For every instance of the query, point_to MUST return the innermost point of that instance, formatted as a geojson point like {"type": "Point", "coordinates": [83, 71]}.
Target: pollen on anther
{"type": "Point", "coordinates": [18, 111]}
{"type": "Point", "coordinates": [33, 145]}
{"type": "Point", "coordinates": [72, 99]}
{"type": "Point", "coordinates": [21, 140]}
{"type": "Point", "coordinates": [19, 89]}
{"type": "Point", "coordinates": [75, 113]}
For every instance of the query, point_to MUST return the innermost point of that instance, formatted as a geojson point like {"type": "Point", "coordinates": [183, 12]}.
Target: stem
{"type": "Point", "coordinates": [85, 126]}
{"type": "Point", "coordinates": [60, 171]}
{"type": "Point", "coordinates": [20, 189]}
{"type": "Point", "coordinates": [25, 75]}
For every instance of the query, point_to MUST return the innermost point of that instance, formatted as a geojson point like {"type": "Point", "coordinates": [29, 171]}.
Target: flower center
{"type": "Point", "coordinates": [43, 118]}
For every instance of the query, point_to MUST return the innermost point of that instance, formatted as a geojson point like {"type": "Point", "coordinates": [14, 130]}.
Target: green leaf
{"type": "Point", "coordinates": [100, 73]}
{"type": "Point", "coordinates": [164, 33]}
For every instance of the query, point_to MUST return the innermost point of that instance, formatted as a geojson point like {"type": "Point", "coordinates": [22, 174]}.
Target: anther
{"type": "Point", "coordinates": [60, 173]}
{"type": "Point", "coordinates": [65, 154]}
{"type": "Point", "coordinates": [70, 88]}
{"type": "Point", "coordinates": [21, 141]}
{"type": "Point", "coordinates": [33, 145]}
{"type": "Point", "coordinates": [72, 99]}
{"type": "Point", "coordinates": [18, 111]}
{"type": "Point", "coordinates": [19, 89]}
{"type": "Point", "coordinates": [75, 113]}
○ ○ ○ ○ ○
▸ EXERCISE AIM
Turn all of the entries above into a numbered list with one line per item, skipping any blank lines.

▸ ANSWER TO THIS PROBLEM
1. For every instance of the query, point_to MUST return the innermost point of that instance, formatted as a geojson point like {"type": "Point", "coordinates": [83, 71]}.
2. Target: pollen on anther
3. {"type": "Point", "coordinates": [18, 111]}
4. {"type": "Point", "coordinates": [33, 145]}
5. {"type": "Point", "coordinates": [72, 99]}
6. {"type": "Point", "coordinates": [21, 140]}
7. {"type": "Point", "coordinates": [19, 89]}
8. {"type": "Point", "coordinates": [75, 113]}
9. For every instance of the query, point_to MUST return the innermost point of that instance, formatted as a geojson point like {"type": "Point", "coordinates": [183, 12]}.
10. Target: stem
11. {"type": "Point", "coordinates": [85, 126]}
12. {"type": "Point", "coordinates": [60, 171]}
13. {"type": "Point", "coordinates": [20, 189]}
14. {"type": "Point", "coordinates": [25, 75]}
15. For every instance of the query, point_to MUST return the innermost point of that instance, formatted as a geojson point like {"type": "Point", "coordinates": [29, 171]}.
16. Target: flower center
17. {"type": "Point", "coordinates": [43, 118]}
18. For every instance of the query, point_to MUST return the innermost point of that instance, formatted as a geojson point like {"type": "Point", "coordinates": [14, 130]}.
19. Target: green leaf
20. {"type": "Point", "coordinates": [100, 73]}
21. {"type": "Point", "coordinates": [164, 33]}
22. For every instance of the query, point_to MUST return the innermost point of that instance, formatted as a geojson point like {"type": "Point", "coordinates": [22, 174]}.
23. Target: anther
24. {"type": "Point", "coordinates": [60, 173]}
25. {"type": "Point", "coordinates": [65, 154]}
26. {"type": "Point", "coordinates": [70, 88]}
27. {"type": "Point", "coordinates": [21, 141]}
28. {"type": "Point", "coordinates": [33, 145]}
29. {"type": "Point", "coordinates": [72, 99]}
30. {"type": "Point", "coordinates": [18, 111]}
31. {"type": "Point", "coordinates": [19, 89]}
32. {"type": "Point", "coordinates": [75, 113]}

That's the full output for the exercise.